Excerpted passage:

Spin Room: What did candidates say and spiel after debate in Miami?
Amy Klobuchar enters spin zone after First Democratic Presidential Debate. Photo by Jacob Ogles.

Biden surrogates prelude bipartisan vision. Candidates sell own performances as winners.

Debate. Spin. Repeat.

The spin zone has become a soundbite-making post-debate tradition in American politics, and Miami gets to host it two nights in a row.

So what happened in the Adrienne Arsht Center as soon as the First Democratic Presidential Debate came to a close?

With a wide set of candidates trying to become better known, every candidate in the state spent some time in convening with reporters.

A couple, like Elizabeth Warren, came over to do interviews with host network MSNBC then quickly left.

The minor candidates came over and engaged in lengthy conversation with voters. Tulsi Gabbard defended her record on LGBTQ rights. “My record speaks for itself,” she told Florida Politics.

Records from a data collection:
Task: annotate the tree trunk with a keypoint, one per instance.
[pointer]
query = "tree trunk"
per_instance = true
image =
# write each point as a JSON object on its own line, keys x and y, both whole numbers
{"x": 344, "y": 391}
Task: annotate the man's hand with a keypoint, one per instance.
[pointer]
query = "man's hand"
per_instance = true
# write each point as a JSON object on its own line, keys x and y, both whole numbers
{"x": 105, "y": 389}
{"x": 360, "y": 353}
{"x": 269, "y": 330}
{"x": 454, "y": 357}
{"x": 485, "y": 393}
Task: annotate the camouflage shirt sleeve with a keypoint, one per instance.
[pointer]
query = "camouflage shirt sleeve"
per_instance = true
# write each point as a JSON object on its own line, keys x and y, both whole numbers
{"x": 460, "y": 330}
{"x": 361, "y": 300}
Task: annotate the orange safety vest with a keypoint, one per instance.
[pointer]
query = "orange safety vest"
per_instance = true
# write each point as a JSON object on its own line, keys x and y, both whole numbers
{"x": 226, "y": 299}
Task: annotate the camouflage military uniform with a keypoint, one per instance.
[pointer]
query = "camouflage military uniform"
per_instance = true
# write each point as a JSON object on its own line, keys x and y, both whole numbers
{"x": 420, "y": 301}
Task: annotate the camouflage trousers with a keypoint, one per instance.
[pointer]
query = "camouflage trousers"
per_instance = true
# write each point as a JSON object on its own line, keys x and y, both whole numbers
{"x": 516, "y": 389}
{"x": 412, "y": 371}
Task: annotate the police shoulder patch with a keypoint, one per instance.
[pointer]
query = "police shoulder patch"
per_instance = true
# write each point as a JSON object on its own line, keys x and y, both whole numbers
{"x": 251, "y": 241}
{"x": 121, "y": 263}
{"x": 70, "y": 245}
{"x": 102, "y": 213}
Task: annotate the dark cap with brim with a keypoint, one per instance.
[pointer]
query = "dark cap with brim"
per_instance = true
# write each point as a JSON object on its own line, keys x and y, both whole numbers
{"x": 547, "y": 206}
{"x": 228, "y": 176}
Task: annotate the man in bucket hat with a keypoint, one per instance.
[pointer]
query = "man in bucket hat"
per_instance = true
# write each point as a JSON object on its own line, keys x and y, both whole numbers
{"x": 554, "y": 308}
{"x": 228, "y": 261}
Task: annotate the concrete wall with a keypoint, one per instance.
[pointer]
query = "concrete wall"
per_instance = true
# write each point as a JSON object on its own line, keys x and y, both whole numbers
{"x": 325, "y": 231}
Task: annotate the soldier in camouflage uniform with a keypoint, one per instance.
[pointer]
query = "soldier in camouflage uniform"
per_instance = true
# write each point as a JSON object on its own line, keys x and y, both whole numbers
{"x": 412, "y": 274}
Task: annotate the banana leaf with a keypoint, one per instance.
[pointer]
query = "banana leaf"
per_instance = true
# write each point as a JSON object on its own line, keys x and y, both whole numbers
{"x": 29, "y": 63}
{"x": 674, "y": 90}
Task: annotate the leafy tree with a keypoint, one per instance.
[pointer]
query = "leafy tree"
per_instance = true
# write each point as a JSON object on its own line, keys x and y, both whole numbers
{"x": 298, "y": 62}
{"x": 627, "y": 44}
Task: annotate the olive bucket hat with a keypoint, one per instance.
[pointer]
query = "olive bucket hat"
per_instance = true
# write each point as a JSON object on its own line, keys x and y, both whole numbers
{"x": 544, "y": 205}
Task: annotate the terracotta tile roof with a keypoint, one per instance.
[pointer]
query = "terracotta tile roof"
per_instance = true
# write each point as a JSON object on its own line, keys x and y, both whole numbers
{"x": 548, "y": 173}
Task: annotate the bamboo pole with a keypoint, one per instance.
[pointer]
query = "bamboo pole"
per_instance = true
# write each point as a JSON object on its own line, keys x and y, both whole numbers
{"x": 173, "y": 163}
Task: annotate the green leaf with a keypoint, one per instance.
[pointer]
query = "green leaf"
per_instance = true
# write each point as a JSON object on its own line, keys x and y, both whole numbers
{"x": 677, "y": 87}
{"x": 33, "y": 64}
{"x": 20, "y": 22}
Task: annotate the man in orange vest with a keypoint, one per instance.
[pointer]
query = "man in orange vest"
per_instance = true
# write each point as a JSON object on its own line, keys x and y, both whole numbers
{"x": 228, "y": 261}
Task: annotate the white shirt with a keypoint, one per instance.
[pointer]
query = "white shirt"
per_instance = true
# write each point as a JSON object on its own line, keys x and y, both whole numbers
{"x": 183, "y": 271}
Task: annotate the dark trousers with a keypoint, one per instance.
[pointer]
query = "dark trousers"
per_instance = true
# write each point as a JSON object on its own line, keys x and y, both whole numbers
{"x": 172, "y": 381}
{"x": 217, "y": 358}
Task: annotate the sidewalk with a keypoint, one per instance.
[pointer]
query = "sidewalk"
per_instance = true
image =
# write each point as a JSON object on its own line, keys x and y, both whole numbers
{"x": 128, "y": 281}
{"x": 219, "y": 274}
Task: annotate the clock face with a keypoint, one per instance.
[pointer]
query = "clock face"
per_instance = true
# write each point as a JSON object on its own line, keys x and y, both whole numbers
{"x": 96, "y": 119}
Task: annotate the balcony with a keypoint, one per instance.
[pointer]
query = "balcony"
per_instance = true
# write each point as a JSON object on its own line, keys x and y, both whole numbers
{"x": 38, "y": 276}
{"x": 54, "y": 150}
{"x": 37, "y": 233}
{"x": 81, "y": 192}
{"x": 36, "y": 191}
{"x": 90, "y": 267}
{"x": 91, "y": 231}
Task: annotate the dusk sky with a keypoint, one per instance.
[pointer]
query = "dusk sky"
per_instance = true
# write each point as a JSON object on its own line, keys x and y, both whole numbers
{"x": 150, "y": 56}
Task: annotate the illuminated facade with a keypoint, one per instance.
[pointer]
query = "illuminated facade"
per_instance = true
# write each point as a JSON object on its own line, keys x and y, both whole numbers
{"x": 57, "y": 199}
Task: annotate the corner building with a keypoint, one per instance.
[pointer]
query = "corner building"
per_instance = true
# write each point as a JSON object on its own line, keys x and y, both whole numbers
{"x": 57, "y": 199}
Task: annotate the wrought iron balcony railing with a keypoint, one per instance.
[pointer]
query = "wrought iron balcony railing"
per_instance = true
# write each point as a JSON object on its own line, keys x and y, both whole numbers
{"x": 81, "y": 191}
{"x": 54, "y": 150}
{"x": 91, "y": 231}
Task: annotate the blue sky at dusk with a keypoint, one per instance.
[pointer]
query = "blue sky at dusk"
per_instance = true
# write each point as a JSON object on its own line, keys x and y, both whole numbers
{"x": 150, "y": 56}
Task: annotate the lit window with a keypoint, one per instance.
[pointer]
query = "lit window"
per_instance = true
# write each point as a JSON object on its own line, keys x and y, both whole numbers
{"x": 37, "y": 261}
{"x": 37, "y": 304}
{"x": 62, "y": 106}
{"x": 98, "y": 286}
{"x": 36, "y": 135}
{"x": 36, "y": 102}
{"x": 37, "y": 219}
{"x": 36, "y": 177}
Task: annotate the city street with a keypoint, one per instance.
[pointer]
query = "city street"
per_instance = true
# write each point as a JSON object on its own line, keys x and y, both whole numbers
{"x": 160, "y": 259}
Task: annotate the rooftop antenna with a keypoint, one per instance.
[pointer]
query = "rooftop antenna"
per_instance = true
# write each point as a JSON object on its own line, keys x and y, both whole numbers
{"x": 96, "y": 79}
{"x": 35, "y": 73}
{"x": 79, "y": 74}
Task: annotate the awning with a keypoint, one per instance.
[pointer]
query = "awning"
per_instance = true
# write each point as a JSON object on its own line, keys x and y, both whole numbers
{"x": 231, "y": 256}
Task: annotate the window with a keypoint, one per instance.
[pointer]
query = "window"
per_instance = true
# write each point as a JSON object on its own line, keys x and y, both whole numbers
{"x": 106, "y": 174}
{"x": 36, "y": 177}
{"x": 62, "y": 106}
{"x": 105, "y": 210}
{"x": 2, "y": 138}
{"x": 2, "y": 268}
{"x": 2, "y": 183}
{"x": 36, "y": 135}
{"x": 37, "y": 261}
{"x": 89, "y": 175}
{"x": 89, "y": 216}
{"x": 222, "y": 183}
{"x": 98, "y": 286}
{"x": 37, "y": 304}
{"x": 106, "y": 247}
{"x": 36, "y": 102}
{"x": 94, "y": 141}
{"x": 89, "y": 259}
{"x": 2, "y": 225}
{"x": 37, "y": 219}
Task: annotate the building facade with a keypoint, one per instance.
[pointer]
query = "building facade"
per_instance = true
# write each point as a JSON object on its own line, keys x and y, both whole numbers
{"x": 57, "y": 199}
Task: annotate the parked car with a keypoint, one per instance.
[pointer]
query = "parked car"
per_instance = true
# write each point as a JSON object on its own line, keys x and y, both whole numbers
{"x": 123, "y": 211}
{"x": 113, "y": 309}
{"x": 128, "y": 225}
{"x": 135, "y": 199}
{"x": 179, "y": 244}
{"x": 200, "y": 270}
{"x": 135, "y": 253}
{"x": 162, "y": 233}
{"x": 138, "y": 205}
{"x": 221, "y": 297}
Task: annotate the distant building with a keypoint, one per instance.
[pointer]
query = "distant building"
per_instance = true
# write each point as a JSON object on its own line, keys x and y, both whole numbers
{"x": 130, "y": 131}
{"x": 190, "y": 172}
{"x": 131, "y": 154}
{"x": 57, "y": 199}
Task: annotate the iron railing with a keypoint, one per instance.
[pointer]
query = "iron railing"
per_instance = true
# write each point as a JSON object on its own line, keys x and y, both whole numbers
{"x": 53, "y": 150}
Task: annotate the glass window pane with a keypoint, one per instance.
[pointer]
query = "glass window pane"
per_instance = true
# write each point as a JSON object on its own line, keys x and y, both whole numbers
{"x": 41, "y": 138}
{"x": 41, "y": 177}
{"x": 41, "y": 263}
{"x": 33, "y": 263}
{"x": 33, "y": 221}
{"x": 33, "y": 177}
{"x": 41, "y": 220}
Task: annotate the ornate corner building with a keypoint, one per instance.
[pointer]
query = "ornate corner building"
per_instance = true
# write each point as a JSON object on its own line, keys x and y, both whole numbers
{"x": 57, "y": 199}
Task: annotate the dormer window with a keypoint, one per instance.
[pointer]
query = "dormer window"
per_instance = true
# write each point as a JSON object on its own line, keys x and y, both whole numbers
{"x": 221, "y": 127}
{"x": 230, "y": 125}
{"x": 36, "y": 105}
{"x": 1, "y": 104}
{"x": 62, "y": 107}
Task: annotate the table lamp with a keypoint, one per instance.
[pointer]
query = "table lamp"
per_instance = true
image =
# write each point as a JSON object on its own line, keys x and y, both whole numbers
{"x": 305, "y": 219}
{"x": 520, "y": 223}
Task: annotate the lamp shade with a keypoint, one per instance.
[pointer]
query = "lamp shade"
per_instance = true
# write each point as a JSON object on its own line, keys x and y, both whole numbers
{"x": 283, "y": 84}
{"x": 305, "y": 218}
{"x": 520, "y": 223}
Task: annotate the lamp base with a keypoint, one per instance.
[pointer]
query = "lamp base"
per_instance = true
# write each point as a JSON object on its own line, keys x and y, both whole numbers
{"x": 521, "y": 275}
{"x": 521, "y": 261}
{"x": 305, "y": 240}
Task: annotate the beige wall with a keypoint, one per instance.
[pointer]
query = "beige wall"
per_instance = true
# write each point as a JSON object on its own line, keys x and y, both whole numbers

Tasks to carry out:
**A)** Transcribe part of the article on the Miami debate spin room, beginning at the words "With a wide" and stopping after the words "then quickly left.".
**B)** Write the next part of the article on the post-debate spin room in Miami, picking up after its last sentence.

Answers per task:
**A)**
With a wide set of candidates trying to become better known, every candidate in the state spent some time in convening with reporters.

A couple, like Elizabeth Warren, came over to do interviews with host network MSNBC then quickly left.

**B)**
She also gave an interview about her startling traction with readers of the conservative Drudge Report, who said she won the debate.

Jay Inslee beat his chest over having his climate record ballyhooed. And virtually everyone complained about a lack of time.

“I would have loved to talk about climate change,” lamented New Jersey U.S. Sen. Cory Booker. He noted his own environmental agenda has been compared to Inslee’s.

Of course, Inslee had memorable moments on stage besides talking about climate; he did also get attention listing President Donald Trump as the greatest threat to U.S. security.

“Climate change is my foundational issue,” the Washington Governor stressed to reporters after the debate.

Beto O’Rourke conducted whole gaggles in Spanish, crowded by Univision and Telemundo reporters.

Amy Klobuchar took a victory lap on abortion rights and a powerful moment in the debate when she credited all the women on stage for defending the right to choose.

But even campaigns with no presence on stage enjoyed attention in the spin room.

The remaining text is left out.